### SHORT EXERCISE
Copy the lines of the records below verbatim, starting at the line that contains "Can you see the dark wood grain" and ending at the final line of the records.

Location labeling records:
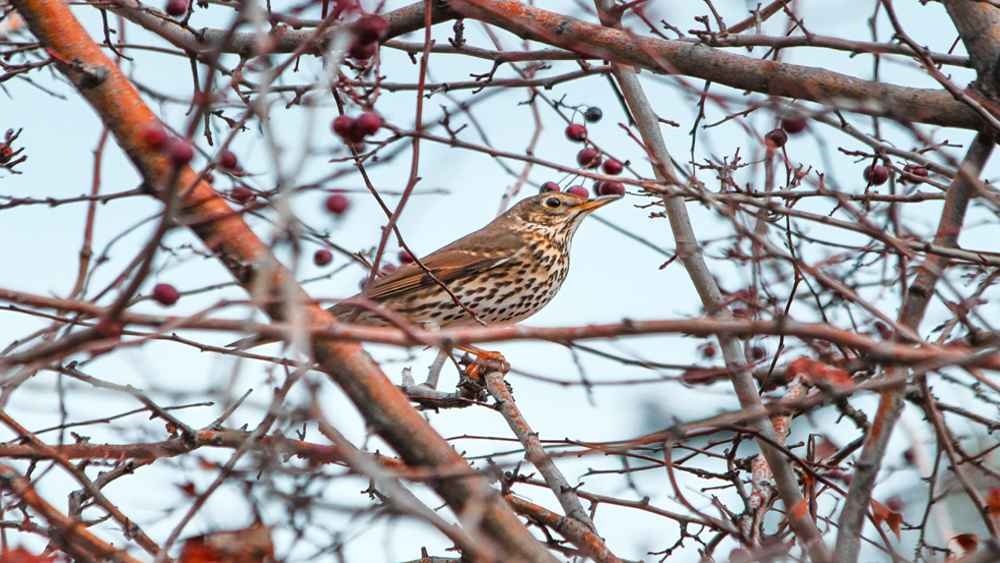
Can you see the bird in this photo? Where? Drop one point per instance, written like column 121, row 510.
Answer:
column 503, row 273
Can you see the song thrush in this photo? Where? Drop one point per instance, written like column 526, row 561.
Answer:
column 504, row 272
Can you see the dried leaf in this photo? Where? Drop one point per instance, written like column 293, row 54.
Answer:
column 815, row 372
column 993, row 501
column 881, row 513
column 968, row 542
column 800, row 510
column 249, row 545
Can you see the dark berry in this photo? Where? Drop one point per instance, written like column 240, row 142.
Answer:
column 322, row 257
column 241, row 194
column 176, row 7
column 612, row 167
column 337, row 204
column 909, row 456
column 576, row 133
column 180, row 151
column 776, row 139
column 156, row 137
column 884, row 331
column 794, row 125
column 876, row 175
column 227, row 160
column 367, row 124
column 588, row 158
column 916, row 171
column 165, row 294
column 363, row 51
column 609, row 188
column 343, row 125
column 369, row 28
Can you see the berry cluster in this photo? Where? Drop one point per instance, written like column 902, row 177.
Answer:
column 589, row 158
column 179, row 151
column 789, row 126
column 354, row 130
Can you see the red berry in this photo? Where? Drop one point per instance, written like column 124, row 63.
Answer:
column 588, row 158
column 369, row 28
column 794, row 125
column 916, row 171
column 895, row 504
column 363, row 51
column 609, row 188
column 165, row 294
column 366, row 124
column 576, row 133
column 180, row 151
column 876, row 175
column 337, row 204
column 176, row 7
column 776, row 138
column 241, row 194
column 155, row 137
column 343, row 125
column 322, row 257
column 884, row 331
column 109, row 328
column 612, row 167
column 228, row 160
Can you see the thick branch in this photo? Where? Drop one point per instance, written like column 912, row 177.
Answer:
column 384, row 407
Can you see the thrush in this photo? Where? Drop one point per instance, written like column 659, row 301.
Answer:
column 502, row 273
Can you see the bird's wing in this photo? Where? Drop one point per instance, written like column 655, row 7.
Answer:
column 477, row 252
column 453, row 262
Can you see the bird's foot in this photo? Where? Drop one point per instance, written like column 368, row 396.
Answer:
column 485, row 361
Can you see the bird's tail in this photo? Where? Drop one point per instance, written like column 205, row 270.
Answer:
column 340, row 310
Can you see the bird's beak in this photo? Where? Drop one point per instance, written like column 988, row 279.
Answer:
column 592, row 204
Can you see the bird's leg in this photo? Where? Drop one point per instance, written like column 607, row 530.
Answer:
column 484, row 359
column 435, row 371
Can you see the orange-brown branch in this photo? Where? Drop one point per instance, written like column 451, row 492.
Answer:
column 384, row 407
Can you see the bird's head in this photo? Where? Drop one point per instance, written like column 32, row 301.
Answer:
column 555, row 215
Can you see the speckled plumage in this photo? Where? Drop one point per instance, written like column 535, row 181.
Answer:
column 504, row 272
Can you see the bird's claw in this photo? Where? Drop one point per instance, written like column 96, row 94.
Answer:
column 486, row 361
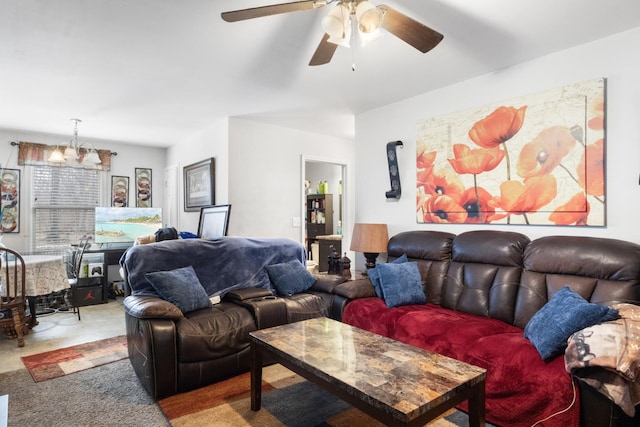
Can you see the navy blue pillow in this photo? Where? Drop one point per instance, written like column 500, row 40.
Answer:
column 563, row 315
column 180, row 287
column 374, row 275
column 401, row 284
column 290, row 277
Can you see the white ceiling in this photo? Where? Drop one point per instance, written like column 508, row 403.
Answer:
column 156, row 71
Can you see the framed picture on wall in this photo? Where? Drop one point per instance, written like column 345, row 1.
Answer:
column 10, row 201
column 119, row 191
column 143, row 188
column 199, row 185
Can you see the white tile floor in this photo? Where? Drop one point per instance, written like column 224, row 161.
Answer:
column 63, row 329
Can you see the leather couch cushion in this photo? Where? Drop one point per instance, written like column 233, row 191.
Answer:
column 214, row 332
column 307, row 305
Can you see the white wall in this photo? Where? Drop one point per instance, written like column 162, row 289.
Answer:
column 610, row 58
column 265, row 182
column 129, row 157
column 212, row 142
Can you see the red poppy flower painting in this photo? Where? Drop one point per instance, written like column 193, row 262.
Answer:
column 538, row 159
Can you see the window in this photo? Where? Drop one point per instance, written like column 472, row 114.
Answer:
column 63, row 206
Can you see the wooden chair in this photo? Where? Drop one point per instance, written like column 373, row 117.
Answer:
column 14, row 299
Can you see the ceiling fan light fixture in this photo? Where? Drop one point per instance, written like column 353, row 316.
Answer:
column 337, row 24
column 369, row 17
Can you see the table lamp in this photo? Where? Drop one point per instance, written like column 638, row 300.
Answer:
column 371, row 239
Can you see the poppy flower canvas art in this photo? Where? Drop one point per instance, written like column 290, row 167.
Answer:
column 535, row 160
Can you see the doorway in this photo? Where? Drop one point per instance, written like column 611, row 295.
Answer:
column 324, row 222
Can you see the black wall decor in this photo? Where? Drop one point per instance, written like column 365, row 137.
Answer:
column 394, row 173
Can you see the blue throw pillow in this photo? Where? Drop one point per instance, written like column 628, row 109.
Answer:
column 180, row 287
column 374, row 275
column 401, row 284
column 564, row 314
column 290, row 277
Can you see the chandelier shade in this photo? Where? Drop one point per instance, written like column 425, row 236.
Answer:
column 83, row 153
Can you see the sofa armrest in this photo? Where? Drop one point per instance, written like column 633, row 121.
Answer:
column 354, row 289
column 246, row 293
column 147, row 307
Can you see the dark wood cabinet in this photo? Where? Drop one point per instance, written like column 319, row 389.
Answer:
column 319, row 215
column 319, row 221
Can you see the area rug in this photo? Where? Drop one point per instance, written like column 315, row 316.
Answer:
column 106, row 396
column 65, row 361
column 287, row 400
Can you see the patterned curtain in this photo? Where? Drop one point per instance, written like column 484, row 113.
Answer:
column 31, row 153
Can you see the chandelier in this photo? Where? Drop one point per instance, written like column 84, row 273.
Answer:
column 83, row 153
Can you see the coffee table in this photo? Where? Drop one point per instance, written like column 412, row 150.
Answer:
column 393, row 382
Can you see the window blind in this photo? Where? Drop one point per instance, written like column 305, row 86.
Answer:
column 63, row 206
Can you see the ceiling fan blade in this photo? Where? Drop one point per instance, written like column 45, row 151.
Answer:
column 274, row 9
column 409, row 30
column 324, row 52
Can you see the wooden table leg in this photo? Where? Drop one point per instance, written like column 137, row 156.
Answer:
column 477, row 406
column 256, row 377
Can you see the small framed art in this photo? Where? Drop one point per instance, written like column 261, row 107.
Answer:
column 10, row 201
column 119, row 191
column 199, row 185
column 143, row 188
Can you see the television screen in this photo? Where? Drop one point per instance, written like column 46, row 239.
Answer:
column 124, row 225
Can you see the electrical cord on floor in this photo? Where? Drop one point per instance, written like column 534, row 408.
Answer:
column 573, row 401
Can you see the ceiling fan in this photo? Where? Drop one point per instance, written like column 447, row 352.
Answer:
column 345, row 20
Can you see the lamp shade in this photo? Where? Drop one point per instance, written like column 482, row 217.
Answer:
column 370, row 238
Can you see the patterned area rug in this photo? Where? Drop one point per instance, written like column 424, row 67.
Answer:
column 287, row 400
column 65, row 361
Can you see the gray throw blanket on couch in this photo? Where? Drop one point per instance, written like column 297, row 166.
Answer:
column 221, row 264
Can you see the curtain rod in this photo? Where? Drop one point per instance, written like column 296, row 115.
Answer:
column 16, row 144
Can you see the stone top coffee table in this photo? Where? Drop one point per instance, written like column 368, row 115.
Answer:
column 395, row 383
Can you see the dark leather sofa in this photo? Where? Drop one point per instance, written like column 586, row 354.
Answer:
column 173, row 352
column 482, row 288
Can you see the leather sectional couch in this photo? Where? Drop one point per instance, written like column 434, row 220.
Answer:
column 174, row 350
column 482, row 288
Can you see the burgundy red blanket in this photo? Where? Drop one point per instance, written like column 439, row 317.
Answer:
column 521, row 389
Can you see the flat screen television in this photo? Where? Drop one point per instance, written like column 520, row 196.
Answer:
column 124, row 225
column 214, row 221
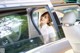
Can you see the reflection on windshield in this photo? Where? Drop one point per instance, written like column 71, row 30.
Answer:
column 8, row 26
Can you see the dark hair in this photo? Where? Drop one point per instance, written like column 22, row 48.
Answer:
column 49, row 23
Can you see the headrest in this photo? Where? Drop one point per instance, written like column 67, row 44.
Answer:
column 69, row 18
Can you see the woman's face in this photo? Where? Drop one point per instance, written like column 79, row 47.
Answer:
column 45, row 19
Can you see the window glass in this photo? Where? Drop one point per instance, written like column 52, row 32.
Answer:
column 14, row 32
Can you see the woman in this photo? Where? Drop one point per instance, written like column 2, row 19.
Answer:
column 46, row 28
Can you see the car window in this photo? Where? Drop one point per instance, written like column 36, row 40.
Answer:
column 14, row 32
column 45, row 25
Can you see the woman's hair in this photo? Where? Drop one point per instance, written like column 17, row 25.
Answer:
column 49, row 23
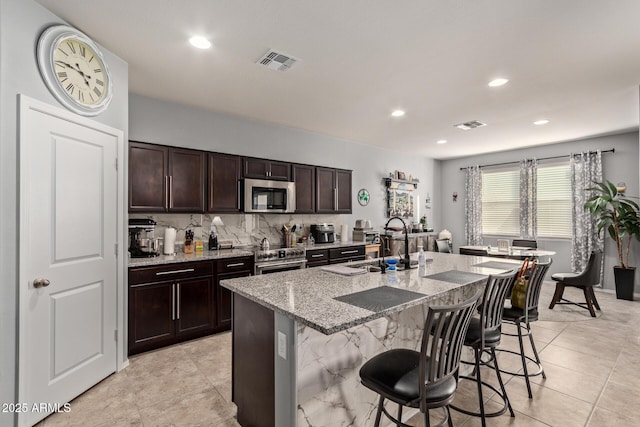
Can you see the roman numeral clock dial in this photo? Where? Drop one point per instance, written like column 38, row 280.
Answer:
column 74, row 70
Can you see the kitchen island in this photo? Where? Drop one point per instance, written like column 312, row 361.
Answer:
column 300, row 337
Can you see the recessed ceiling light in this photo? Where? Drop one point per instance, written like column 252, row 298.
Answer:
column 498, row 82
column 200, row 42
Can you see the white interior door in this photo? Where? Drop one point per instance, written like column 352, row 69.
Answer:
column 68, row 265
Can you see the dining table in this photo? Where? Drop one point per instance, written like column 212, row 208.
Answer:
column 513, row 252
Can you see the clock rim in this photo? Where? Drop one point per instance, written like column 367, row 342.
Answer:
column 47, row 43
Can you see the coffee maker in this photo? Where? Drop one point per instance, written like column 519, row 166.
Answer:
column 142, row 240
column 323, row 233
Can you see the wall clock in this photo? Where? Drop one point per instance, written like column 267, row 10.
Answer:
column 74, row 70
column 363, row 197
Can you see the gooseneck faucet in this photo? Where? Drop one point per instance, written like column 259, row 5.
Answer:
column 407, row 260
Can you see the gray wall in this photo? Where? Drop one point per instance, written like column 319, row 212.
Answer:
column 619, row 166
column 21, row 22
column 167, row 123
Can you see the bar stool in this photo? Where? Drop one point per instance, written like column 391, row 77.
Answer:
column 522, row 319
column 426, row 379
column 483, row 336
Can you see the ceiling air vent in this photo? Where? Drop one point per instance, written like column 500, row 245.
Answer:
column 470, row 125
column 278, row 61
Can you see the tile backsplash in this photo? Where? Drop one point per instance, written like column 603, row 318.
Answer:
column 240, row 229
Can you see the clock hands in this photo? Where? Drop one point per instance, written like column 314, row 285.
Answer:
column 77, row 70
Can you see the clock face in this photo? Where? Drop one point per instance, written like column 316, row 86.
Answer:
column 80, row 71
column 74, row 70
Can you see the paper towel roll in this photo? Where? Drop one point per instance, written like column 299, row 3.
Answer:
column 169, row 241
column 344, row 235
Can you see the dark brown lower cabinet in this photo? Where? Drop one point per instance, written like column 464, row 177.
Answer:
column 346, row 254
column 317, row 257
column 229, row 268
column 170, row 303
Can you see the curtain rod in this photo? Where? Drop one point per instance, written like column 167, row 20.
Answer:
column 613, row 150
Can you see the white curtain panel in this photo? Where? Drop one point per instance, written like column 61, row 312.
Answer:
column 528, row 199
column 473, row 206
column 586, row 168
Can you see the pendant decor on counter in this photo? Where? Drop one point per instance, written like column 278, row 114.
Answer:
column 363, row 197
column 400, row 197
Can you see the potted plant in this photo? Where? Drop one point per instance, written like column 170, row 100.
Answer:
column 620, row 217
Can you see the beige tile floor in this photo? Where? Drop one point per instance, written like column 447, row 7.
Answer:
column 591, row 366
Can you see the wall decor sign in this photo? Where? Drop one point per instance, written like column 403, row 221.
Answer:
column 400, row 198
column 363, row 197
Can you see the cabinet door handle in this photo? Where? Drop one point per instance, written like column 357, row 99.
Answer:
column 236, row 264
column 186, row 270
column 178, row 302
column 173, row 302
column 166, row 193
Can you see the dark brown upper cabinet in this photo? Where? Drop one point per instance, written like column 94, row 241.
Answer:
column 333, row 190
column 343, row 189
column 224, row 184
column 305, row 178
column 166, row 179
column 266, row 169
column 147, row 177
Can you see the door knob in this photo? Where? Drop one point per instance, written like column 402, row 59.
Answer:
column 40, row 283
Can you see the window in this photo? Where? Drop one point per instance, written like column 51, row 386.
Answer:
column 555, row 215
column 501, row 201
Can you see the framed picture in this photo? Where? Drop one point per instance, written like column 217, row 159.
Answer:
column 363, row 197
column 400, row 203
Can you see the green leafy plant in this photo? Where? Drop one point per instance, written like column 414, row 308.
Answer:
column 618, row 215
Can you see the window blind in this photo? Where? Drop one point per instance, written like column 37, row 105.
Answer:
column 500, row 202
column 554, row 201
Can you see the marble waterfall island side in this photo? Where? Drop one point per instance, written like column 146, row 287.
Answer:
column 297, row 349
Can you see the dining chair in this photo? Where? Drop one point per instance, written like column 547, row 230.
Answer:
column 525, row 243
column 425, row 379
column 483, row 336
column 522, row 318
column 477, row 252
column 443, row 245
column 586, row 280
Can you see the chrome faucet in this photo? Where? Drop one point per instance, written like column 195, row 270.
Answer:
column 264, row 244
column 407, row 259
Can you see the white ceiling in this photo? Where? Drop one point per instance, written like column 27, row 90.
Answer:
column 573, row 62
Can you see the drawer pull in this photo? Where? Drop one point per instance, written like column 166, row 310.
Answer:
column 186, row 270
column 173, row 302
column 178, row 302
column 236, row 264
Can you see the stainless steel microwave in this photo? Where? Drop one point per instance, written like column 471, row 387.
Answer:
column 267, row 196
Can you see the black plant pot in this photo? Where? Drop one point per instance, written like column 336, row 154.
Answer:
column 624, row 282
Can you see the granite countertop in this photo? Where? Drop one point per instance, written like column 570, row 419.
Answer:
column 181, row 257
column 223, row 253
column 308, row 295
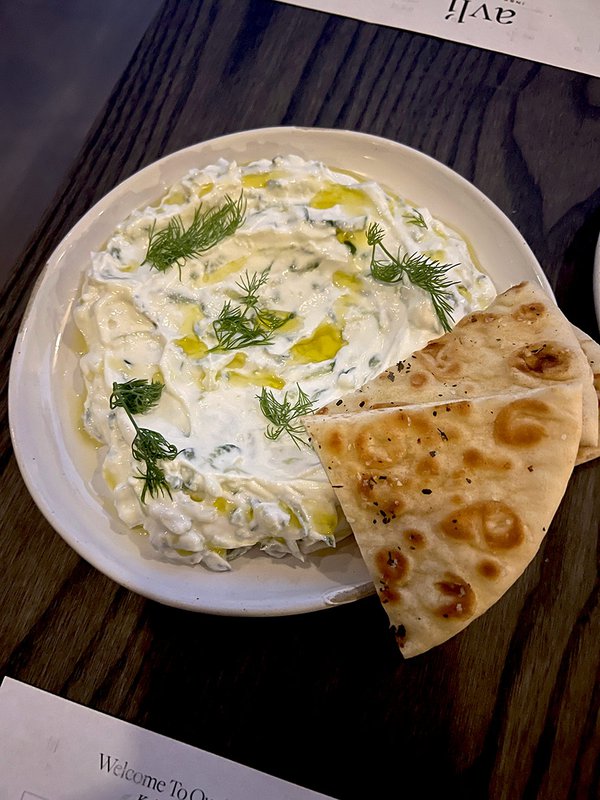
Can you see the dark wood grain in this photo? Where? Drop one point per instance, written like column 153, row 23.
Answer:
column 509, row 708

### OUTPUT OF THE EXERCISE
Can you see the dark wood grain in this photo? Where? Drop one point per instance, written like column 153, row 23.
Answer:
column 509, row 708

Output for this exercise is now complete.